Mask labeling examples:
....................

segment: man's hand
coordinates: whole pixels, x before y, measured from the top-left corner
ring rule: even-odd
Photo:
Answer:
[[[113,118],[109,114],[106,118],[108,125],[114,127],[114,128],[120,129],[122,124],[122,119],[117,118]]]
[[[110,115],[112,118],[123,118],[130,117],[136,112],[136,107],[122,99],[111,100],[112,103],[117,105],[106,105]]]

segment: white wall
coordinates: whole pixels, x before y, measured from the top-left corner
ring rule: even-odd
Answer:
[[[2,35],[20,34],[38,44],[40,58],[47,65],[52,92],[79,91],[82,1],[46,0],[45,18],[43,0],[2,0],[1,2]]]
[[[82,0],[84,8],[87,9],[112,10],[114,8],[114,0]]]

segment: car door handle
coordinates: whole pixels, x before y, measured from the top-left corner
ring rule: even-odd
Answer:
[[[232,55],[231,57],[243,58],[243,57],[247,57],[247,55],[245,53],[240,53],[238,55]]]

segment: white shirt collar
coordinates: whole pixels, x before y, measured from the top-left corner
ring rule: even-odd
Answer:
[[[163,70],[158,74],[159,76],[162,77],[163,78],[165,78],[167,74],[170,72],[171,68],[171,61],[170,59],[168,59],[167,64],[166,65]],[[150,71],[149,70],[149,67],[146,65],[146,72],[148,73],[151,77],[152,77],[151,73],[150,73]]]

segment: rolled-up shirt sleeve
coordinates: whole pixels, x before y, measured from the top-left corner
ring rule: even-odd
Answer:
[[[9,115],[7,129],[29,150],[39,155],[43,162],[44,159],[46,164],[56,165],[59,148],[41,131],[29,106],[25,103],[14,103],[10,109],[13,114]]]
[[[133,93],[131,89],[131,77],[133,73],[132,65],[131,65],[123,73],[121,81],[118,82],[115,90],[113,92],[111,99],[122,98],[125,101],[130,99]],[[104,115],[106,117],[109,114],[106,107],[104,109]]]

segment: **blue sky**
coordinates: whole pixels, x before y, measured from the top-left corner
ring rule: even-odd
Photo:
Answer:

....................

**What to produce:**
Convert the records above into a numbered list with one line per item, leaving out the blank lines.

**Finished answer:**
1. segment: man's hand
2. coordinates: whole pixels, x before y, measured from the top-left corner
3. ring rule: even-odd
4. Photo:
5. Answer:
6. [[[113,118],[109,114],[106,118],[108,125],[114,127],[114,128],[120,129],[122,124],[122,119],[117,118]]]
7. [[[110,115],[112,118],[123,118],[130,117],[136,112],[136,107],[122,99],[111,100],[112,103],[117,105],[106,105]]]
8. segment: white wall
9. coordinates: whole pixels, x before y, measured from the top-left corner
10. ring rule: even-odd
11. Answer:
12. [[[2,35],[20,34],[38,44],[40,58],[47,65],[52,92],[79,91],[82,1],[46,0],[45,18],[43,0],[2,0],[1,2]]]
13. [[[82,0],[84,8],[87,9],[112,10],[114,8],[114,0]]]
14. segment: car door handle
15. coordinates: whole pixels, x before y, measured from the top-left corner
16. ring rule: even-odd
17. Answer:
18. [[[232,55],[231,57],[243,58],[243,57],[247,57],[247,55],[245,53],[240,53],[238,55]]]
19. segment: white shirt collar
20. coordinates: whole pixels, x before y, measured from the top-left corner
21. ring rule: even-odd
22. Answer:
23. [[[163,70],[158,74],[159,76],[162,77],[163,78],[165,78],[167,74],[170,72],[171,68],[171,61],[170,59],[168,59],[167,64],[166,65]],[[150,71],[149,70],[149,67],[146,65],[146,72],[148,73],[151,77],[152,77],[151,73],[150,73]]]
24. segment: rolled-up shirt sleeve
25. coordinates: whole pixels, x before y, measured from the top-left corner
26. ring rule: even-odd
27. Answer:
28. [[[9,115],[7,129],[29,150],[39,155],[43,162],[44,159],[46,164],[56,165],[59,148],[41,131],[29,106],[25,103],[14,103],[10,109],[13,114]]]
29. [[[133,93],[131,89],[131,77],[133,73],[132,65],[131,65],[123,73],[121,81],[118,82],[115,90],[113,92],[111,99],[122,98],[125,101],[130,99]],[[104,115],[106,117],[109,114],[106,107],[104,109]]]
30. segment: **blue sky**
31. coordinates: whole pixels, x before y, measured from the top-left corner
32. ring rule: even-odd
33. Photo:
34. Answer:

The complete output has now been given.